> _TASK A_:
Answer these about the forum thread on combining file columns:
(i) What language did the first answer use to reorder the columns?
(ii) According to jfg956, what is the only way to know whether paste plus awk is faster?
(iii) What bash feature does the second answer rely on?
> _TASK B_: Can you quote the forum thread on combining file columns word for word, from "If you allow" up to and including "-f 8 file1)"?

> _DOCUMENT TEXT_:
You can use paste to combine the lines of the files. Then, you have to reorder the columns, I used Perl for that:

paste file1 file2 -d, | \
    perl -F, -ane 'chomp $F[-1]; $"=","; print "@F[0..3,8,4,5,9,6,10,7]\n"'
choroba
  • 231,213
  • 25
  • 204
  • 289
  • I can't use perl.. but I'll still try this out... thnx – Marcos Mar 17 '13 at 13:29
  • 1
    Instead of `perl`, use awk then (it is standard in alla UNIXes): `awk -F , -v OFS="," '{print $1, $2, $9, $3, $4, $10, $5, $6, $11, $7, $8}`. – jfg956 Mar 17 '13 at 15:46
  • @jfgagne, I like ur 'awk' thing... can you please tell me which one will use less computation cycles, ur 'awk' one or 'array' one that I've put up in my comments?... this is kind of important for the script that I'm working on! – Marcos Mar 17 '13 at 18:22
  • @Marcos: my guess is that `paste` + `awk` will be faster than a single (but complex and sub-optimized) bash, but there is only one way to know it, and it is to test it ;-). Moreover, do not use temporary files: instead of `paste ... > tmp_file; awk ... tmp_file > final_file` do `paste ... | awk ... > file`. – jfg956 Mar 17 '13 at 19:36
  • @jfgagne, the 'awk' command seems to have missed something. I have added paste + awk ilike this --> paste -d , file1 file2 | awk '{FS=","} {print $1,$2,$3,$4,$9,$5,$6,$7,$10,$7,$11,$8}' | tr -s " " "," -- U'll notice that I've added a "tr -s", as the 'awk' was not sending the output as CSV but as "space separated", my requirement is that the output comes as CSV, but adding "tr -s" doesn't help much as if any of my value as a space( ), it adds comma there.. :( ! Any ideas ? – Marcos Mar 17 '13 at 20:33
  • @Marcos: `awk -F , -v OFS="," ...` – jfg956 Mar 17 '13 at 20:47
  • @jfgagne, sorry for so many comments... u made a small mistake, hence so many comments... here's the correct paste + awk --> paste -d , file1 file2 | awk -F, '{OFS=","}{print $1,$2,$3,$4,$9,$5,$6,$7,$10,$7,$11,$8}', thnx ! I'll stick to this now ! – Marcos Mar 17 '13 at 20:48
0

If you allow yourself to read the files more than once, and using bash process substitution:

paste -d , <(cut -d , -f 1-4 file1) \
           <(cut -d , -f 1 file2) \
           <(cut -d , -f 5-6 file1) \
           <(cut -d , -f 2 file2) \
           <(cut -d , -f 7 file1) \
           <(cut -d , -f 3 file2) \
           <(cut -d , -f 8 file1)

Stored dataset items:

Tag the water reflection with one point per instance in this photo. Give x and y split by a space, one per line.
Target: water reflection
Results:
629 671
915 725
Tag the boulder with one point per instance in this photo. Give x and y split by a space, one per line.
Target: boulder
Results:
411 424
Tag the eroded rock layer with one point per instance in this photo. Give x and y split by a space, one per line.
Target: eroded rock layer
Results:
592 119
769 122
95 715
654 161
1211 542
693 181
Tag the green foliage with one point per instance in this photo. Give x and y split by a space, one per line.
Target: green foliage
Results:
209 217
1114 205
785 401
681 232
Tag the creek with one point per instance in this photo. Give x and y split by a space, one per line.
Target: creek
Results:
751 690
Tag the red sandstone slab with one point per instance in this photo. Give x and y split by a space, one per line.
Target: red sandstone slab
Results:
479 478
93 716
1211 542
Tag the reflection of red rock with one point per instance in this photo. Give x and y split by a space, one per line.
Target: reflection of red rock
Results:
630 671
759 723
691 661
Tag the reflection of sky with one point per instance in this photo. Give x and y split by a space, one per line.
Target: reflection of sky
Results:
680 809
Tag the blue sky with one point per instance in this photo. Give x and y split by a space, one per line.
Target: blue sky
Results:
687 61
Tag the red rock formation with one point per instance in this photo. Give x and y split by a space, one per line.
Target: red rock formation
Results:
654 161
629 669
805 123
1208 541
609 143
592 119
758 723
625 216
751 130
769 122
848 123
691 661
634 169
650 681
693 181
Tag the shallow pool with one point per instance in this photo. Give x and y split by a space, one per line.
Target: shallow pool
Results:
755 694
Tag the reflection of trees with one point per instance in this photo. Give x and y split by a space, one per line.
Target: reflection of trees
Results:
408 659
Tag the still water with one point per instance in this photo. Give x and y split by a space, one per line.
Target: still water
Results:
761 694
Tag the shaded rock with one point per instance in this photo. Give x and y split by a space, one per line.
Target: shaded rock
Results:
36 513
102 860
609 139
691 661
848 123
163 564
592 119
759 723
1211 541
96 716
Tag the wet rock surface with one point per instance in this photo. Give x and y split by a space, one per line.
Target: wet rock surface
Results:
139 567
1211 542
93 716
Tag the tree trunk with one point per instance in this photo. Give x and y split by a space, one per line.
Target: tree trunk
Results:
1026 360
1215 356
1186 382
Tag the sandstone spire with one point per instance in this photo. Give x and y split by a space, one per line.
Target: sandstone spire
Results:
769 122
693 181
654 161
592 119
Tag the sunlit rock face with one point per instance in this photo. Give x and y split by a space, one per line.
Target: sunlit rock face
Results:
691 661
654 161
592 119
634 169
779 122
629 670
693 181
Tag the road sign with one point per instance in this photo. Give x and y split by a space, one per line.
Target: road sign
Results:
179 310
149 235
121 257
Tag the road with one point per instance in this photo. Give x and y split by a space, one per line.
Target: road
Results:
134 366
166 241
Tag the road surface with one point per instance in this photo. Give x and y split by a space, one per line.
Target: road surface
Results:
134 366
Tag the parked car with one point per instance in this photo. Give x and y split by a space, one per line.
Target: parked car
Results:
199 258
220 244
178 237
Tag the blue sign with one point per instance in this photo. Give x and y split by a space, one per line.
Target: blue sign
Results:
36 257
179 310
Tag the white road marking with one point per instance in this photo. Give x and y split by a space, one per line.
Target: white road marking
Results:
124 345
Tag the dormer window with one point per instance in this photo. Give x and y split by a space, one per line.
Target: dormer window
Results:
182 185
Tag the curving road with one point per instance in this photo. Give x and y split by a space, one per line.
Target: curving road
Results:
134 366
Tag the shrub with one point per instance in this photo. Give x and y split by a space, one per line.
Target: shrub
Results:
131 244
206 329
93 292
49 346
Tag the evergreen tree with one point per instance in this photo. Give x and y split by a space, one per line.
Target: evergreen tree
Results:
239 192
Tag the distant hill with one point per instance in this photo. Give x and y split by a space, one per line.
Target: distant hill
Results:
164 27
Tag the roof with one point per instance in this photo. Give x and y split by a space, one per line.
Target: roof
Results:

> _RESPONSE A_:
(i) Perl
(ii) To test it
(iii) Process substitution

> _RESPONSE B_:
If you allow yourself to read the files more than once, and using bash process substitution:

paste -d , <(cut -d , -f 1-4 file1) \
           <(cut -d , -f 1 file2) \
           <(cut -d , -f 5-6 file1) \
           <(cut -d , -f 2 file2) \
           <(cut -d , -f 7 file1) \
           <(cut -d , -f 3 file2) \
           <(cut -d , -f 8 file1)